■ **TASK LIST**
1. Answer these questions about the tax planning text, one answer per line and marked (a), (b), (c) to match.
(a) What did each friend reply when asked how ULIP works or what the ELSS fund's track record is?
(b) In which month does the text advise freezing the Section 80C investment plan for the new financial year?
(c) What monthly SIP amount does the example give for investing 60K in ELSS?
2. List every option the tax planning text names for investing the amount that remains under section 80C after EPF deductions and home loan principal payment.
3. Copy the passage from the tax planning text starting at "Problem here is" and ending at "the long term.".

■ **DOCUMENT EXCERPT**
It’s a fresh start to the financial year and for most of us last minute tax planning must have taken its toll. Some of us will be indifferent to it as every year, while some must have promised self to do better job in the next financial year. As I met some of my friends and asked them about how their tax planning went, few have opted for ULIP policies in March itself while some have invested lumpsum in ELSS funds and PPF to avail tax benefit. Few mentioned that they were bombarded with calls from companies offering investment cum insurance products and representative of one of such companies managed to convince them individually that this was the best tax saving instrument. ‘How does ULIP works or what is the track record of ELSS fund you have invested in?’ I asked. ‘Not sure’ each of them said but followed it with an argument that the advisor has promised it will give good returns few years down the line.
Problem here is not with ULIP, ELSS, PFF or any other tax saving instrument but as individuals, our total indifference to getting into the details of the product we are investing our hard earned money in. Its not just about tax saving – its also about this investment aligning with your long term goals. One reason to ill planned tax saving exercise is attributed to the fact that we plan to save taxes at the end of the financial year. This results in race against time to complete investments and more often not we end up investing in tax saving instruments which do more harm than good in the long term.
So this time around primise yourself to be deligent with your tax planing exercise.
First of all find out how much you need to invest under section 80C post your EPF deductions, home loan principal payment forecasted for next year (in case you have availed for home loan). For the remaining amount you can look at various options such as Sukanya Samriddhi Account ( for girl child), Public Provident Fund, Equity Linked Saving Scheme, life insurance premiums, 5 year bank Fixed Deposit to name a few. Freeze the investment plan for Section 80C for new financial year in April itself. For example, if you want to invest 60K under section 80C and want to opt for Equity Linked Saving Scheme (ELSS), start an SIP for 5000/- into ELSS scheme in April itself so that by March next year, 60K is staggered as an investment which provide you cost averaging and also save you for lump sum investments during end of financial year.

■ **MATERIAL PROVIDED**
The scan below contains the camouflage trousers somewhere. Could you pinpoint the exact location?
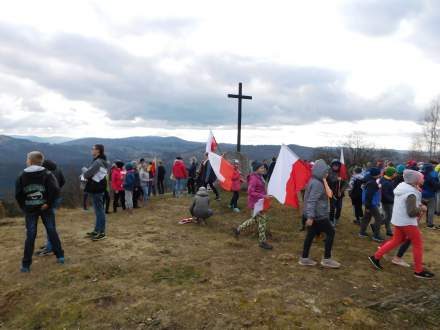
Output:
[238,213,267,243]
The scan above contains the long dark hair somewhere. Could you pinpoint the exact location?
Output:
[93,144,107,160]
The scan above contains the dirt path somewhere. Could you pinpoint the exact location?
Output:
[0,195,440,329]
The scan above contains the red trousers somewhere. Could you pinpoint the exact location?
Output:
[374,226,423,273]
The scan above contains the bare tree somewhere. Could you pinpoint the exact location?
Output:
[423,97,440,159]
[342,132,375,167]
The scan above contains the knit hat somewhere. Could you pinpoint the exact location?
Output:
[403,170,423,185]
[396,164,405,174]
[368,167,380,177]
[384,166,396,178]
[252,160,264,172]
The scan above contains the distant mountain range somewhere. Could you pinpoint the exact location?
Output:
[0,135,314,199]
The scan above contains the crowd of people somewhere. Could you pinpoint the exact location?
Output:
[16,144,440,278]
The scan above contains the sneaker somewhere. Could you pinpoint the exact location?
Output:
[391,258,411,268]
[368,256,383,270]
[371,236,385,243]
[298,258,317,266]
[258,242,273,250]
[20,266,31,273]
[414,270,435,280]
[321,259,341,268]
[92,233,106,241]
[35,248,53,257]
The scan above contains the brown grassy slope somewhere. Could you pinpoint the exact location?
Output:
[0,193,440,329]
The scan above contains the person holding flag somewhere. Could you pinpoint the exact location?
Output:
[328,151,347,226]
[233,161,273,250]
[298,159,341,268]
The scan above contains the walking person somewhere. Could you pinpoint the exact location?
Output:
[186,157,198,195]
[173,157,188,198]
[380,167,396,236]
[349,167,364,225]
[36,159,66,256]
[328,159,347,226]
[299,159,341,268]
[198,153,220,201]
[359,167,384,243]
[83,144,109,241]
[233,161,273,250]
[123,162,136,215]
[369,170,434,279]
[15,151,64,273]
[112,161,125,213]
[229,159,244,213]
[157,160,166,195]
[139,164,151,207]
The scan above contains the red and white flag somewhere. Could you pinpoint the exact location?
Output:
[252,198,272,217]
[208,152,234,191]
[206,130,218,152]
[340,149,348,180]
[268,145,312,208]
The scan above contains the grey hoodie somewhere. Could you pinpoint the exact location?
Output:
[190,188,212,219]
[304,159,329,220]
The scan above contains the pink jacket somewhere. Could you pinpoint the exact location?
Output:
[248,173,267,209]
[231,169,241,191]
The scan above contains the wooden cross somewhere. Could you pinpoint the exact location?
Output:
[228,83,252,152]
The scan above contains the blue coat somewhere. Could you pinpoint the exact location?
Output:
[422,171,440,199]
[380,177,396,204]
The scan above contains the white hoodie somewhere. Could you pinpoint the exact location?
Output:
[391,182,422,227]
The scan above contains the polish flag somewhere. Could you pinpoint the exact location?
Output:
[252,198,272,217]
[206,130,218,152]
[208,152,234,191]
[268,145,312,208]
[340,149,348,180]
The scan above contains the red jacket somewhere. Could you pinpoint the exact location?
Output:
[112,168,124,191]
[231,169,241,191]
[173,160,188,179]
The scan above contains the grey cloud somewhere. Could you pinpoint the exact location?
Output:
[0,20,417,131]
[344,0,424,36]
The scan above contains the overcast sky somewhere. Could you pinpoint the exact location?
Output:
[0,0,440,149]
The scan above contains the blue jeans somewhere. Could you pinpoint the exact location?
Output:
[46,197,63,252]
[176,179,185,196]
[90,193,106,233]
[22,209,64,267]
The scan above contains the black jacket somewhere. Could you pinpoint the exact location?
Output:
[15,165,60,213]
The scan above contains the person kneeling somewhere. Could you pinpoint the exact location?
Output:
[189,187,214,224]
[299,159,341,268]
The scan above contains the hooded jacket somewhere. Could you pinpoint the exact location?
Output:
[304,159,329,221]
[362,174,381,209]
[391,182,422,226]
[190,189,212,219]
[248,173,267,209]
[15,165,60,213]
[83,157,110,194]
[380,176,396,205]
[326,159,347,198]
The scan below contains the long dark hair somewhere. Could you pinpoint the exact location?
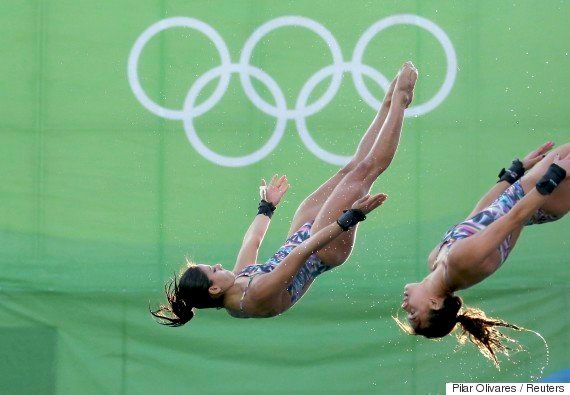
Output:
[393,295,520,367]
[150,263,223,327]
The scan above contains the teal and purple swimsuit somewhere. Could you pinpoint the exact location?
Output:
[232,221,332,317]
[440,181,559,264]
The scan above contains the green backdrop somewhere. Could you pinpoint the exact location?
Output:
[0,0,570,394]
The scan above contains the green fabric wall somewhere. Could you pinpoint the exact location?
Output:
[0,0,570,394]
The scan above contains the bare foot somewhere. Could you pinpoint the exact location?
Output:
[384,72,400,105]
[392,61,418,108]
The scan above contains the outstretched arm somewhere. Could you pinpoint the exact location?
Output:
[233,174,289,273]
[467,141,554,218]
[448,155,570,271]
[255,193,387,299]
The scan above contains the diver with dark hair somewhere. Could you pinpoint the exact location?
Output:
[151,62,417,326]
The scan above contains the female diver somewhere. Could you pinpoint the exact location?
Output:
[395,142,570,366]
[151,62,417,326]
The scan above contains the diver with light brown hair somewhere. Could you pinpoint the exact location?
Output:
[395,142,570,366]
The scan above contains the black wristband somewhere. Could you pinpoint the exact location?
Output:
[257,199,275,218]
[497,159,525,185]
[536,163,566,195]
[336,208,366,232]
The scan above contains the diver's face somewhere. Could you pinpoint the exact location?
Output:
[197,263,236,292]
[402,283,431,330]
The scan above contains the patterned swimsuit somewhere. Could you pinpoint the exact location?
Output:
[232,221,332,318]
[440,181,559,264]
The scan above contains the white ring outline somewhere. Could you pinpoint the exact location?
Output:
[127,14,457,167]
[183,64,287,167]
[352,14,457,117]
[236,15,343,118]
[128,17,231,120]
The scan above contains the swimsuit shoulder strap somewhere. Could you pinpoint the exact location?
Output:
[239,276,255,313]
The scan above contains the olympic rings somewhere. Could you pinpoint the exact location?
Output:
[127,14,457,167]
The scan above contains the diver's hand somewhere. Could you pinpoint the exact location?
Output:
[552,154,570,178]
[259,174,290,206]
[351,193,388,215]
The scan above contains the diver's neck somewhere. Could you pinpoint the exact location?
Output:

■ **ANSWER LIST**
1.
(a) "Not sure."
(b) April.
(c) 5000/-.

2.
Sukanya Samriddhi Account (for girl child)
Public Provident Fund
Equity Linked Saving Scheme
Life insurance premiums
5 year bank Fixed Deposit

3.
Problem here is not with ULIP, ELSS, PFF or any other tax saving instrument but as individuals, our total indifference to getting into the details of the product we are investing our hard earned money in. Its not just about tax saving – its also about this investment aligning with your long term goals. One reason to ill planned tax saving exercise is attributed to the fact that we plan to save taxes at the end of the financial year. This results in race against time to complete investments and more often not we end up investing in tax saving instruments which do more harm than good in the long term.